WHAT YOU HAVE TO DO:
Copy out the lines starting at the one containing "Task: identify the woman's eye" and ending at the end of the records, requests included. Scale every coordinate in the answers by 1.55, rounding each result to a whole number with halves rounded up.

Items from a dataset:
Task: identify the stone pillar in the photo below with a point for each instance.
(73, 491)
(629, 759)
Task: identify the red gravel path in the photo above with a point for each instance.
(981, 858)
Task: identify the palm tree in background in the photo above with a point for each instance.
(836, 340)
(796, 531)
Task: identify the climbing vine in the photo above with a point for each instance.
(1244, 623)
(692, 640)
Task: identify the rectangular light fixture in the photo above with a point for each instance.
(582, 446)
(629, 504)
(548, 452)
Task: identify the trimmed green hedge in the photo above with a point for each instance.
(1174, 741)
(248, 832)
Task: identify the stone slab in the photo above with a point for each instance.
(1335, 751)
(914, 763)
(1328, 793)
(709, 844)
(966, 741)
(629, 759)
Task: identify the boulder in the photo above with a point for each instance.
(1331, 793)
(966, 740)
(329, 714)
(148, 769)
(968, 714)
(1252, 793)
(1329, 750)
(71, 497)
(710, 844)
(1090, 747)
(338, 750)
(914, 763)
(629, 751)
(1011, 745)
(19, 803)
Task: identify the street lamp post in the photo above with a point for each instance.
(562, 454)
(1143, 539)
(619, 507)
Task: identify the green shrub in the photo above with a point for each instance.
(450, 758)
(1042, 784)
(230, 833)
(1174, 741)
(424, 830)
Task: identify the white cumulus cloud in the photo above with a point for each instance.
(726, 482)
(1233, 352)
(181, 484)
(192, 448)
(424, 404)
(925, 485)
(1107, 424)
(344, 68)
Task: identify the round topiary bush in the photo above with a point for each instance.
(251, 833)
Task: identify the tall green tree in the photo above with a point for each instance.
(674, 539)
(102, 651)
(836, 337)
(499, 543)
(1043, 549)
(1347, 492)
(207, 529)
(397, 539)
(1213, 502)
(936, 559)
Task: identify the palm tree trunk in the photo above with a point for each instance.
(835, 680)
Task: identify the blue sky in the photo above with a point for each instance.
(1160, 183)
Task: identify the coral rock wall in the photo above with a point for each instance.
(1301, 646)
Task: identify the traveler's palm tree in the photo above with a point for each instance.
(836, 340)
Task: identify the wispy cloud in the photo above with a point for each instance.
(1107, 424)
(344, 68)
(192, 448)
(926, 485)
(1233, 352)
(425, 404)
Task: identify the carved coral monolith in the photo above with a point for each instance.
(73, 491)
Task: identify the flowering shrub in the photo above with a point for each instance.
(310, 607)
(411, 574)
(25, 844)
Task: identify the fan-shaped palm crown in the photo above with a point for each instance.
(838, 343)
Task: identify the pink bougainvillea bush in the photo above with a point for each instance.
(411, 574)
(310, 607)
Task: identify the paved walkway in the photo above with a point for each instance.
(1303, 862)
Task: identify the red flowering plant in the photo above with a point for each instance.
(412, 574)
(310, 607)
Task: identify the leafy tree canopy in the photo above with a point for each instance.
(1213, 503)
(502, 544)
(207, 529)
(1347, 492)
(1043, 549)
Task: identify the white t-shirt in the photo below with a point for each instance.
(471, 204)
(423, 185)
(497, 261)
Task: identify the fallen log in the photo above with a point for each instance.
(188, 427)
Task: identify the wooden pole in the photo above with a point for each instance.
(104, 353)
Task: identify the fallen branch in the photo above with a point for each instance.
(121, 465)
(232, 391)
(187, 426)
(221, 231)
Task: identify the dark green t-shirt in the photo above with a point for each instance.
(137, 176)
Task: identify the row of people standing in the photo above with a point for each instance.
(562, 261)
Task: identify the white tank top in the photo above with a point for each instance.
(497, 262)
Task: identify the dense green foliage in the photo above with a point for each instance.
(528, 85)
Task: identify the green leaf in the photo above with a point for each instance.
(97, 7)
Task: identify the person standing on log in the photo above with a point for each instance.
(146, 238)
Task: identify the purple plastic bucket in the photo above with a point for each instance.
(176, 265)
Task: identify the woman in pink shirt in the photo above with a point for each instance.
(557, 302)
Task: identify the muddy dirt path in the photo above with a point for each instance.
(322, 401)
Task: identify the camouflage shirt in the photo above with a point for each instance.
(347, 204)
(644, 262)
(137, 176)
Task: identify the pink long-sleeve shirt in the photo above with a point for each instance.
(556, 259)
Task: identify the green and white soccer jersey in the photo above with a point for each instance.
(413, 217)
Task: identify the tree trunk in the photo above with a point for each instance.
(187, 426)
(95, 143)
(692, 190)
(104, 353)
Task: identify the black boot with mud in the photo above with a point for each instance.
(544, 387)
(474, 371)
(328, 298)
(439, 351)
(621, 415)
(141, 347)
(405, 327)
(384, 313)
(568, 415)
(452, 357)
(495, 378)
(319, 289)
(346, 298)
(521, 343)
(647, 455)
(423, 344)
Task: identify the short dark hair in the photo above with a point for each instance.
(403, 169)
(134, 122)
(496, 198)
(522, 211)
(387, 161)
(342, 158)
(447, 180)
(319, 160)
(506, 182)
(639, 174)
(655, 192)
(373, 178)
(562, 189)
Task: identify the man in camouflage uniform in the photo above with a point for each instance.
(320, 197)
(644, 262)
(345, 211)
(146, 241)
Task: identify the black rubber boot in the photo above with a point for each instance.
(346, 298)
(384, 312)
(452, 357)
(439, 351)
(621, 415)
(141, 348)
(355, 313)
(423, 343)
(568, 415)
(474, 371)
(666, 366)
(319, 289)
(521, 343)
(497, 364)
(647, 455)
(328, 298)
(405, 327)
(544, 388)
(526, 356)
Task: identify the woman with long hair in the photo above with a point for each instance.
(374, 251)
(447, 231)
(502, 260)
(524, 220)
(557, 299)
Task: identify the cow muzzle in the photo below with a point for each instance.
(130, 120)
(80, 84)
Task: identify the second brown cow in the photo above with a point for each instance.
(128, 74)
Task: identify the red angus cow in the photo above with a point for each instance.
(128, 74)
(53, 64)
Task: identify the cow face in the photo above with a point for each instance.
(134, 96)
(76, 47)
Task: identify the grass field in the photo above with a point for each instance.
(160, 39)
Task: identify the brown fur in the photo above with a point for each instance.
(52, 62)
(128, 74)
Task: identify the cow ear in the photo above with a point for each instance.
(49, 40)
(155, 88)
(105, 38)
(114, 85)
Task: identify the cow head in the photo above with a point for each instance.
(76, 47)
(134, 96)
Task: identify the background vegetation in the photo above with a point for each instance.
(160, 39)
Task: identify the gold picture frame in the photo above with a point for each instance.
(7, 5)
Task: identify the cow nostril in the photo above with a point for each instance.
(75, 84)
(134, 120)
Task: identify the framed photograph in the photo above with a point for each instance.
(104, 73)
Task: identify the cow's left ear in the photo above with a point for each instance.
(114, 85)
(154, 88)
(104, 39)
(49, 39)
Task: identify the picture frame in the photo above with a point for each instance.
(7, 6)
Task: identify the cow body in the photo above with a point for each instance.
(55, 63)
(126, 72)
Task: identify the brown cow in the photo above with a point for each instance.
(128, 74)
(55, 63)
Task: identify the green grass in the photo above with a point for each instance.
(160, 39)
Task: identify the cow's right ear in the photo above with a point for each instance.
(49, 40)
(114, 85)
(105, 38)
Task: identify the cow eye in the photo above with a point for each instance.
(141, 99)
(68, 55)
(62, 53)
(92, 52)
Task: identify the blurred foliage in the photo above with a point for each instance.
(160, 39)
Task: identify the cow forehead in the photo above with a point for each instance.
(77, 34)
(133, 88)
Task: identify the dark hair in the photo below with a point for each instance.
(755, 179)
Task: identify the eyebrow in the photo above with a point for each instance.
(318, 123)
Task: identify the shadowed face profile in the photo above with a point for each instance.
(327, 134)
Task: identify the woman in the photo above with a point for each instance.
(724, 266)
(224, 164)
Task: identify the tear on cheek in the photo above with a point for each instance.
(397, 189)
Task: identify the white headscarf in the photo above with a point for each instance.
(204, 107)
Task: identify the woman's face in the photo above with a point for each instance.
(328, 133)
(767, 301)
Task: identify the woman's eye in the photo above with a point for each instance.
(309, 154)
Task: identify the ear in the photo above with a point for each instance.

COMPLETED TASK:
Task: identify the woman's eye in the photo above with a point for each instance.
(479, 239)
Task: identify the ear in the photo above with a point for each instance.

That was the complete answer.